• [Passage to read]:
# Qcgb Bearings (bronze And Roller)



## Hozzie (Nov 28, 2016)

I did a search, but didn't see an answer to my question.  I needed to replace the felts on my newly acquired Heavy 10 so while I had it apart, I am refinishing and taking the time to perform any needed maintenance.

I have the QCGB apart and stripped.  In the rebuild guide it says replace any bearings that need it.  This is where I am not sure if this is simply known by experience or if there is a quantitative way for me to determine this.  While I am pretty mechanically apt, but this is my first lathe and I don't know how much wear is too much.

Can I simply check the bronze bearings inside diameter and then check the steel shaft outside diameter to determine wear?  Or is it more of a feel thing?  

Also on the roller bearings, should I just replace them?  They were a bit tight after cleaning in degreaser, but I put some oil in them and they loosened up, but I have no idea if they are ok or not.  I lean towards just replacing everything now and doing it once, but if it isn't needed, I hate to waste the money.

Anyway, what is my best option for knowing if these items need replacing?  If they do, what is the best source for bearings?

This is my QCGB as it sits right now.


----------



## Bob Korves (Nov 28, 2016)

You will need to make the call.  Be aware that new bushings will need to be finished to size and in line internally after pressing them in.  If the bearings, roller or ball (looks like balls), roll freely and pass a close visual inspection of the races and balls or rollers looking for any pitting and/or corrosion, then they are probably OK after a really good cleaning.  A few thousandths clearance between bushings and shafts is no big deal, but more will cause bad gear meshing and excessive wear on them leading to eventual failure.


----------



## Ulma Doctor (Nov 28, 2016)

i'm of the opinion that if you have the unit torn down, replace everyting you can - so you don't have to do it again.
in doing that, you may need to do some reaming on the bushings.
bearings and bushings are relatively cheap.
if you replace them all, there will be no question of the integrity of the completed work.


----------



## Hozzie (Nov 28, 2016)

Thanks for the responses.  I am kinda with you Ulma Doctor.  Question now is where to get the bearings?   I guess it is just a matter of measuring and finding the same kind in the right size, but being new to lathes I want to make sure I get the right kind.  Anyone have any examples of what they have bought in the past.  I usually just get these things from McMaster Carr.  Is that my best bet?

Edit: Found the roller bearings on Ebay for a good price.  I will get the bronze and do what I need to make the others.

• [Information shown]:

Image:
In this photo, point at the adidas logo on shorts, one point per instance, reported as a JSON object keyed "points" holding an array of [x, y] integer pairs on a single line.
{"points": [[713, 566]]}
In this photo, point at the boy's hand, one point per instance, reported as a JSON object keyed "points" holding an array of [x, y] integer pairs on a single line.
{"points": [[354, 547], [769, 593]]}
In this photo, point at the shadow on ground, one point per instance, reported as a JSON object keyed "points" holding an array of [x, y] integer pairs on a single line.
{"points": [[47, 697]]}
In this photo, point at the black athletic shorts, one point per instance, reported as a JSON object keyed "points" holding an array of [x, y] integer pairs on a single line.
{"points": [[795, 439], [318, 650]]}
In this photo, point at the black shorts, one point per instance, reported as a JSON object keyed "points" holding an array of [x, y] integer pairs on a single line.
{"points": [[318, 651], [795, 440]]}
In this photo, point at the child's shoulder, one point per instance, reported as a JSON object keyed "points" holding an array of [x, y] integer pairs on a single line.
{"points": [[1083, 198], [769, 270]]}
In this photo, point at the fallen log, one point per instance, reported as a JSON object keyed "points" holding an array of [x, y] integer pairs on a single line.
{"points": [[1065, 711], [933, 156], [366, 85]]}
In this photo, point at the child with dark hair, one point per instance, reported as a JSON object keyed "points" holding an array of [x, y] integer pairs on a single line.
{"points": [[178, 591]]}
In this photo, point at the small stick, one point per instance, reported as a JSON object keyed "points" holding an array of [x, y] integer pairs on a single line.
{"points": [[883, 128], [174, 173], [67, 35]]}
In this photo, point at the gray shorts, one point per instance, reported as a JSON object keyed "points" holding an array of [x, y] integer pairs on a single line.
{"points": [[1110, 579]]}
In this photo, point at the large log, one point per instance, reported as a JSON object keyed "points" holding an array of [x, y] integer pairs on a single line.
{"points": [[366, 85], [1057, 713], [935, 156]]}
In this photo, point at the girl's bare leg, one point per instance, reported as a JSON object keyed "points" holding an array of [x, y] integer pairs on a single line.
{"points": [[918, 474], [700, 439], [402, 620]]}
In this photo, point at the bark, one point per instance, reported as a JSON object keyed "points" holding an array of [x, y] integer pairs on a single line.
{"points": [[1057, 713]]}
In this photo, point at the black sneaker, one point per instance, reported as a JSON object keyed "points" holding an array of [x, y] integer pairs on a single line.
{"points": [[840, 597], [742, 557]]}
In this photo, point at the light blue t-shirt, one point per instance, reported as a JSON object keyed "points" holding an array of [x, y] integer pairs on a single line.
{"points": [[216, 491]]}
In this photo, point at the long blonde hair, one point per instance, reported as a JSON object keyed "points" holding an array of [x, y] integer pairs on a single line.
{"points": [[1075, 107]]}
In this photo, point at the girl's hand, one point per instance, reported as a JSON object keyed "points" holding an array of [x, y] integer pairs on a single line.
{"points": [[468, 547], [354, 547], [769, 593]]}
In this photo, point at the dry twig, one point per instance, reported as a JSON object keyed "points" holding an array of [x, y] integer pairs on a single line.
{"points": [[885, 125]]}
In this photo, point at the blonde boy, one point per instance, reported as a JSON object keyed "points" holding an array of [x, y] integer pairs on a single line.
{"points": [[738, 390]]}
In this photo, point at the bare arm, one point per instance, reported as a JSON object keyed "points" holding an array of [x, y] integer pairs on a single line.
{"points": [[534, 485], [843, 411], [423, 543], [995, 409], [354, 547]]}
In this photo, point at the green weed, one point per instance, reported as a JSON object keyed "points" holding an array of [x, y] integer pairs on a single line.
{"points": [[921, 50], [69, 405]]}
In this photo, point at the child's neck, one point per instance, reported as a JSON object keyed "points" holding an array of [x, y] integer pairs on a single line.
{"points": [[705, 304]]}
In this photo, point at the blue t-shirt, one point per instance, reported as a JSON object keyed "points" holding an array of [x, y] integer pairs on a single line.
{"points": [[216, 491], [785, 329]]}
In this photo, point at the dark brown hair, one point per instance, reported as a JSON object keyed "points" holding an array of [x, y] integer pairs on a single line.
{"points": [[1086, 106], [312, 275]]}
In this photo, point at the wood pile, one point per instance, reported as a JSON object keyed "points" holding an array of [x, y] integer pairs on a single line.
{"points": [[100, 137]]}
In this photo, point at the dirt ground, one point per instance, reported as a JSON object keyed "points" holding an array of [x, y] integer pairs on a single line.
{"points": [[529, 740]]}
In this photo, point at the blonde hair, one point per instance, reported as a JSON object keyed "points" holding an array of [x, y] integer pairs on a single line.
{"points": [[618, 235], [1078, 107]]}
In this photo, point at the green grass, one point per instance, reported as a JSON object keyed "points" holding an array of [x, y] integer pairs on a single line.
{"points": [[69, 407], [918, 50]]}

• [What you will do]:
A - Name every person who posted in the forum thread about QCGB bearings.
B - According to the forum thread, where did Hozzie find the roller bearings for a good price?
C - Copy the forum thread from "Can I simply" up to and including "a feel thing?".
The material comes from a source separate from the forum thread.

• [Solutions per task]:
A - Hozzie, Bob Korves, Ulma Doctor

B - On Ebay.

C -
Can I simply check the bronze bearings inside diameter and then check the steel shaft outside diameter to determine wear?  Or is it more of a feel thing?